Task instructions:
All lines from the line containing "Labeling rule: each instance of the black sedan" up to and including the last line of the listing below should be echoed exactly; no other lines belong in the response.

>>>

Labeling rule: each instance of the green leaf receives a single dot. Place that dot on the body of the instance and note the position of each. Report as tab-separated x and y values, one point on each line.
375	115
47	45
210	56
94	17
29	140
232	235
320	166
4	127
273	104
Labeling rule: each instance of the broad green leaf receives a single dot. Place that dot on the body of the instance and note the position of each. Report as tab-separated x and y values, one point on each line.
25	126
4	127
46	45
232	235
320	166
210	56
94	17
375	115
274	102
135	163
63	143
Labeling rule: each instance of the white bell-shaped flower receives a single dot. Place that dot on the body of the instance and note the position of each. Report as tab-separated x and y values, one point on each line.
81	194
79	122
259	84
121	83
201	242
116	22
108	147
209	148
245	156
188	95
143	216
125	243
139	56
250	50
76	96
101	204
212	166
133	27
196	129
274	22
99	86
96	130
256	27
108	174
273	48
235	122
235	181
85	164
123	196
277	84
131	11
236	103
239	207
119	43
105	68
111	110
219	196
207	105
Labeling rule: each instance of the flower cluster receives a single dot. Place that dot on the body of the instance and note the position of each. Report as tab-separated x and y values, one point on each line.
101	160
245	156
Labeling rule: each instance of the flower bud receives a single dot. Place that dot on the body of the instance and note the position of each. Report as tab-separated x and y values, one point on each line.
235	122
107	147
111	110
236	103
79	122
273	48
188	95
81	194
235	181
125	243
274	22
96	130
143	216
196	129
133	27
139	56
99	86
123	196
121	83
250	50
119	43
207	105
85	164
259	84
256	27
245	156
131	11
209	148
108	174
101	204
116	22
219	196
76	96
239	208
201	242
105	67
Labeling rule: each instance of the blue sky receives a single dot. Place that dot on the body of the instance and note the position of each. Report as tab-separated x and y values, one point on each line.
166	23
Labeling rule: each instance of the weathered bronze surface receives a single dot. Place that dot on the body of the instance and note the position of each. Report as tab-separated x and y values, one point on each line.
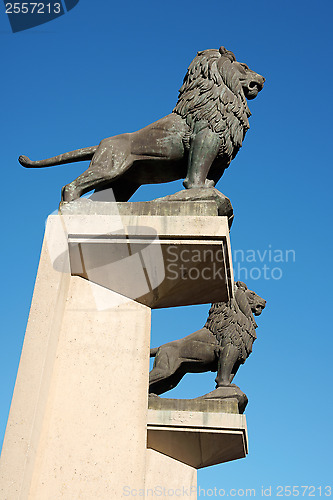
197	141
222	345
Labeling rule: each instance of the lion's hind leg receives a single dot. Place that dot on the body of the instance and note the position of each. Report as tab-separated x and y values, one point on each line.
228	364
166	372
111	160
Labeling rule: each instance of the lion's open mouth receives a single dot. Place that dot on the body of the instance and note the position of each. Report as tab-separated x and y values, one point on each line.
252	89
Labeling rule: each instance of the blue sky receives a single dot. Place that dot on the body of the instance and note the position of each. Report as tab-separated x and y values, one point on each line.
111	67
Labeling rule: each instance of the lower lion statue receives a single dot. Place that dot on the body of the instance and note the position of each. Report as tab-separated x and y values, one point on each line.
222	345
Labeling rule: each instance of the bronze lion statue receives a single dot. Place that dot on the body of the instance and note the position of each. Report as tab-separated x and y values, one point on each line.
222	345
197	141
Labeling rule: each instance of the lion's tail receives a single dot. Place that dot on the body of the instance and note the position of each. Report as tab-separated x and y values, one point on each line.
70	157
153	352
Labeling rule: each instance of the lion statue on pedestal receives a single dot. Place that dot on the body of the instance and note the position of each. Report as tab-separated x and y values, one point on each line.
222	345
197	141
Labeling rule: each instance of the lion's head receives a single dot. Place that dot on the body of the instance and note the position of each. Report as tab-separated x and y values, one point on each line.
234	319
214	91
257	304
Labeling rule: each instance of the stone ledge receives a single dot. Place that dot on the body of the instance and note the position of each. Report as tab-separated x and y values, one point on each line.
198	439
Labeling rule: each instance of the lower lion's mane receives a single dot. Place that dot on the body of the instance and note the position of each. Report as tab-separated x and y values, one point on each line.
211	92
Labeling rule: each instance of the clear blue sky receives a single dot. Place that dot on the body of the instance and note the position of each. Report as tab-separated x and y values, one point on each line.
111	67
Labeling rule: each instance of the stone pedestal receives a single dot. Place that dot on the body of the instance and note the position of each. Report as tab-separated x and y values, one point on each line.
78	422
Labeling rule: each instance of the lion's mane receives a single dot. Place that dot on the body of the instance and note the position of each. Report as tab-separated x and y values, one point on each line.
233	323
212	93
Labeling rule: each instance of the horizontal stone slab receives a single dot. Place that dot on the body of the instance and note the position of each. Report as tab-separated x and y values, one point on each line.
159	261
198	439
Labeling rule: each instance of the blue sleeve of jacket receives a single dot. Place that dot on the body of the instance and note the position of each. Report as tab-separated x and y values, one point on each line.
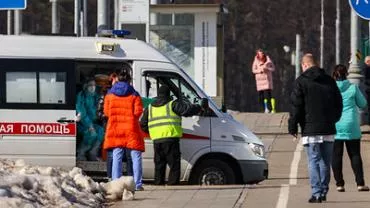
80	108
360	98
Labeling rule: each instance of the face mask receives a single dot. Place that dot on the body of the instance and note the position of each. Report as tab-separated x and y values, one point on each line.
91	89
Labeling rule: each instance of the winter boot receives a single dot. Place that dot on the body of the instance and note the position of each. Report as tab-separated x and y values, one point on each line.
94	151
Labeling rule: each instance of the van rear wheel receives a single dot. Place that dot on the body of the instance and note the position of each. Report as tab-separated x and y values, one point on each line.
213	172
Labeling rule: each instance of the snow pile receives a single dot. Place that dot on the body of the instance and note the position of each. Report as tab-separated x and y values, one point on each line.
31	187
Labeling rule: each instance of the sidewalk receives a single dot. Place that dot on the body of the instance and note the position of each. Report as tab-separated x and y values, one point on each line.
187	197
281	152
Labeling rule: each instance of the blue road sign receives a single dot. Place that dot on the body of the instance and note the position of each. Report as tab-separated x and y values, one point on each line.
13	4
361	7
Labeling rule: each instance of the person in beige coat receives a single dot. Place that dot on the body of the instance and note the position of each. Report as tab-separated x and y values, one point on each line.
262	69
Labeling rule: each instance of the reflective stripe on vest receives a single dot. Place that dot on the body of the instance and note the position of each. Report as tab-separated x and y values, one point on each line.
163	122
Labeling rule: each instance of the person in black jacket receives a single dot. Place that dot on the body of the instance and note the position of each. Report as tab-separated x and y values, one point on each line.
162	119
316	107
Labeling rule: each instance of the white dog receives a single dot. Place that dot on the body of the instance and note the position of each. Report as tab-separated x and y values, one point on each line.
123	188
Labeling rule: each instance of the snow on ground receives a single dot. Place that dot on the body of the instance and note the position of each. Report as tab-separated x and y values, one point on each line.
27	186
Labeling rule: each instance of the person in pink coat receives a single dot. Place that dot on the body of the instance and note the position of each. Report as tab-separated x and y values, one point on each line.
262	69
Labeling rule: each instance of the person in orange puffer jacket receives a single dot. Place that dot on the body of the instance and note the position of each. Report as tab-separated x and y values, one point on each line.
123	108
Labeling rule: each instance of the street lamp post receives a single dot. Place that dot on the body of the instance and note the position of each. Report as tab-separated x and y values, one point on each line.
322	35
337	35
354	67
354	72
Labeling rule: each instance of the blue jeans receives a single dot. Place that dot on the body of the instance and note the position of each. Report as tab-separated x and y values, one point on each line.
136	161
319	159
137	166
126	158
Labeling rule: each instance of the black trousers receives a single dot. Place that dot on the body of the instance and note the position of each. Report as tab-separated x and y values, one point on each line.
354	152
167	153
262	95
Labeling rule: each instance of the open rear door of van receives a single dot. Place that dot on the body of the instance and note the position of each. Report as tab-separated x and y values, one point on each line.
37	111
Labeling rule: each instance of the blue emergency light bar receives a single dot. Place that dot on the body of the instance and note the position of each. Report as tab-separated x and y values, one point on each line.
114	33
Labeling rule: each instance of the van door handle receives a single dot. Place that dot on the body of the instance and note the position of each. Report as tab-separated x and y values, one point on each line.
65	120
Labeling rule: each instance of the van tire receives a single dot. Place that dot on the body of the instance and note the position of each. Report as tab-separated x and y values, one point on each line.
212	172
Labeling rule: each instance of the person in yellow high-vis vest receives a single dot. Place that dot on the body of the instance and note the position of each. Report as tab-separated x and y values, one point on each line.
162	120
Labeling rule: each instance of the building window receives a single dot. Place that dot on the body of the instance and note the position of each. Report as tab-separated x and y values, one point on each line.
36	87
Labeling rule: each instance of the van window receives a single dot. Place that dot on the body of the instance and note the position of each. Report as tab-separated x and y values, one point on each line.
21	87
179	88
52	87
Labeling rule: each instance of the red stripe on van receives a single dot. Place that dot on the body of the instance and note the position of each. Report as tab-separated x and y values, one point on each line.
50	129
184	136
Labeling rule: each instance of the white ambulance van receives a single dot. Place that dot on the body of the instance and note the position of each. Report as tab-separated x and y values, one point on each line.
40	77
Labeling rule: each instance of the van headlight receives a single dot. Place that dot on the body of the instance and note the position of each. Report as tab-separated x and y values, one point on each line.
257	149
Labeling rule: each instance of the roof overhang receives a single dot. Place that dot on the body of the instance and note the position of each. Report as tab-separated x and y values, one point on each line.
184	8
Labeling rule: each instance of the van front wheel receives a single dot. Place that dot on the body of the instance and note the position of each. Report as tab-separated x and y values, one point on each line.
213	172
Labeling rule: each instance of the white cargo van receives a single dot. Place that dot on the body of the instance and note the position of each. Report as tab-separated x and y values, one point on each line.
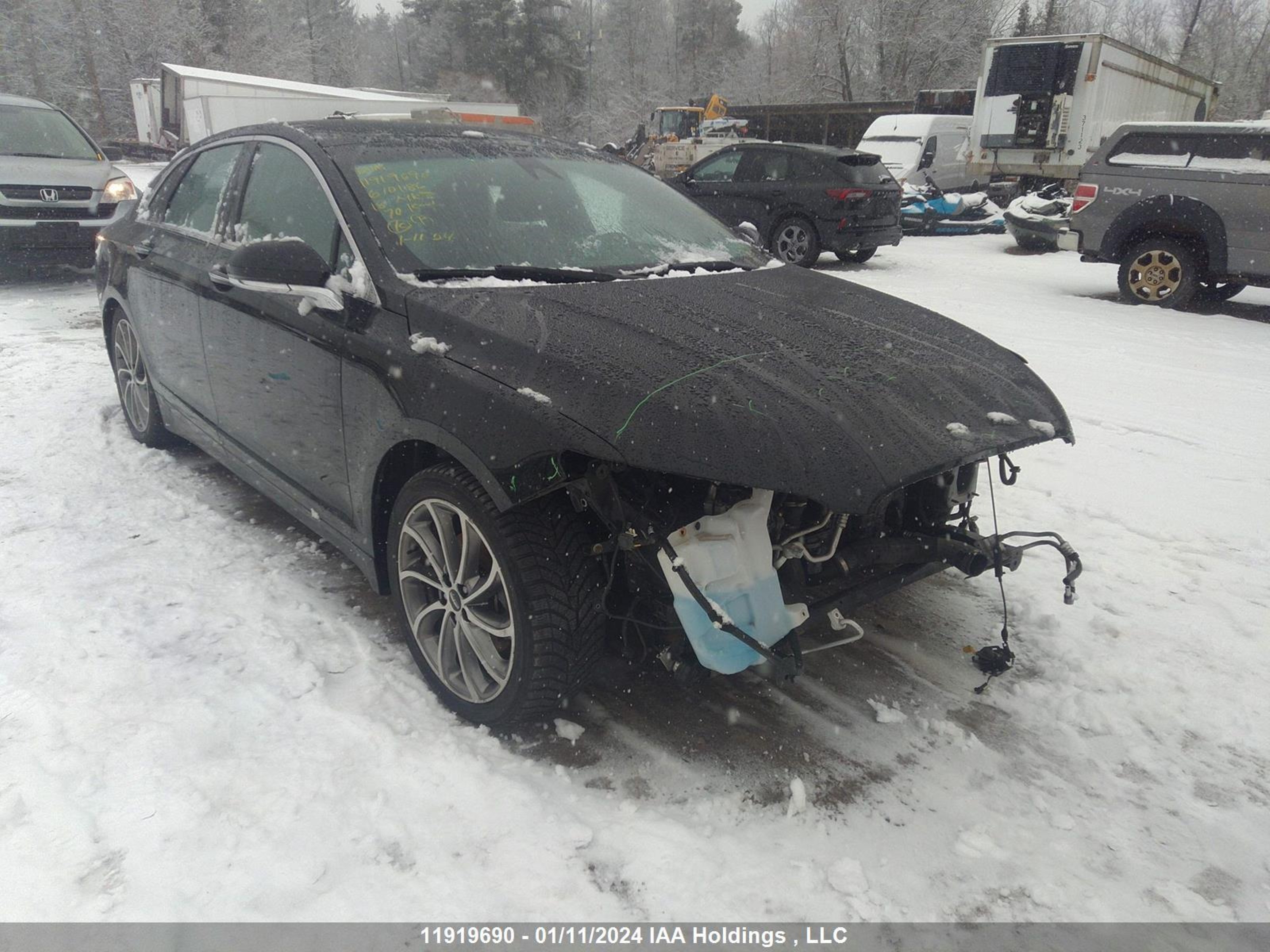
915	145
1046	105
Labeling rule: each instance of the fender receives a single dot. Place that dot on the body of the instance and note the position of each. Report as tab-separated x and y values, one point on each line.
1176	211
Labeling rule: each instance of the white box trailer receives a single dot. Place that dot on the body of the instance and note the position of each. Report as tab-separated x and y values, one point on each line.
189	103
1045	105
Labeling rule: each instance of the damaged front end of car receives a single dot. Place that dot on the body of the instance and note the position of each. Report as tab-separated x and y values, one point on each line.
710	577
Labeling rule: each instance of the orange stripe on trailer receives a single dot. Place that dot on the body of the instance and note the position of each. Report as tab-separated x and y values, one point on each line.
501	120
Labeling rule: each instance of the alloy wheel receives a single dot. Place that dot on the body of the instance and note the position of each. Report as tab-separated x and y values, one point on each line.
1155	276
456	601
793	243
130	371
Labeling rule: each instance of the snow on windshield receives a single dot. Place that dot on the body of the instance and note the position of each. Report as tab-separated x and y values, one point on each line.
478	213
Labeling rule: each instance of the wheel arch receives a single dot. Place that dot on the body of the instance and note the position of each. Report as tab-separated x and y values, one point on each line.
1173	216
111	310
788	213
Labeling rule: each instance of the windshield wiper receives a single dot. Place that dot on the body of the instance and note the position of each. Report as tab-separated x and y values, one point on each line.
667	267
516	272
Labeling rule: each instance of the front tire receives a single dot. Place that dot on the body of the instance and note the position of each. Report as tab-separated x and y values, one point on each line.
137	394
1160	272
856	257
501	611
795	242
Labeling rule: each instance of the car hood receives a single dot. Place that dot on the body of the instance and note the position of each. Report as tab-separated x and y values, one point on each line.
22	171
776	379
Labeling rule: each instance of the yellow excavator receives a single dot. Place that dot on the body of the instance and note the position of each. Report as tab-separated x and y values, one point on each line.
677	136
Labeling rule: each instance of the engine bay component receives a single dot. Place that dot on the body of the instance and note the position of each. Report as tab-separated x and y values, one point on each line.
729	559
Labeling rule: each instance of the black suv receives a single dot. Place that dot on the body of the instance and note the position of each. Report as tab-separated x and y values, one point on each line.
1183	207
544	400
803	200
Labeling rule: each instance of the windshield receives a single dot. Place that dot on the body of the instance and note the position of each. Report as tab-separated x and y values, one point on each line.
896	152
481	213
44	134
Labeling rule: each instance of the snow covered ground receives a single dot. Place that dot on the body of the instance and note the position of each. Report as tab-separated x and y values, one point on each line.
205	714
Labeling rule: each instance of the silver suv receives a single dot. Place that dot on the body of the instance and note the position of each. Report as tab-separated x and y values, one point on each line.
58	188
1183	207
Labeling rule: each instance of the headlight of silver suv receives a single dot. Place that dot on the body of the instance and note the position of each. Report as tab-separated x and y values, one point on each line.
119	191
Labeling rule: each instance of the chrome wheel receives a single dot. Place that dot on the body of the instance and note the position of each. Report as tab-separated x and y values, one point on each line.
456	601
1155	276
130	374
793	243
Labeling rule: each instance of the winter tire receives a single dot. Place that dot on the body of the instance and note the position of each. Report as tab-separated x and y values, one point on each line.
1160	272
137	395
795	242
502	611
858	257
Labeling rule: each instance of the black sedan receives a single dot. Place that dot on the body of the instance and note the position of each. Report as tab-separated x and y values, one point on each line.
548	403
803	200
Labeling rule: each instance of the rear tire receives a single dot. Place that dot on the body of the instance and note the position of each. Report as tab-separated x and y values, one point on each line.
1160	272
858	257
505	619
137	394
795	242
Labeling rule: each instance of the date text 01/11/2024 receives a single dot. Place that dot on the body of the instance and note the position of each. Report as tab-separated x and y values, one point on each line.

<<<

Result below:
Labeling rule: each instance of the black sedan receives a single dot. Place that dot on the body of the instance and note the position of each. Report as tab-separated x and y values, one point on each line.
548	403
803	200
Labeling rule: each instance of the rear tire receives a single dot. Place that dot on the body of the instance and note the position of each. Report as tab-separated x and y values, one point on each line.
1160	272
858	257
505	619
137	394
795	242
Labeling rule: each instance of the date text 01/11/2024 receives a single dot. Place that dot on the body of the instance and note the position of each. Report as tab-separated x and y values, one point on each line.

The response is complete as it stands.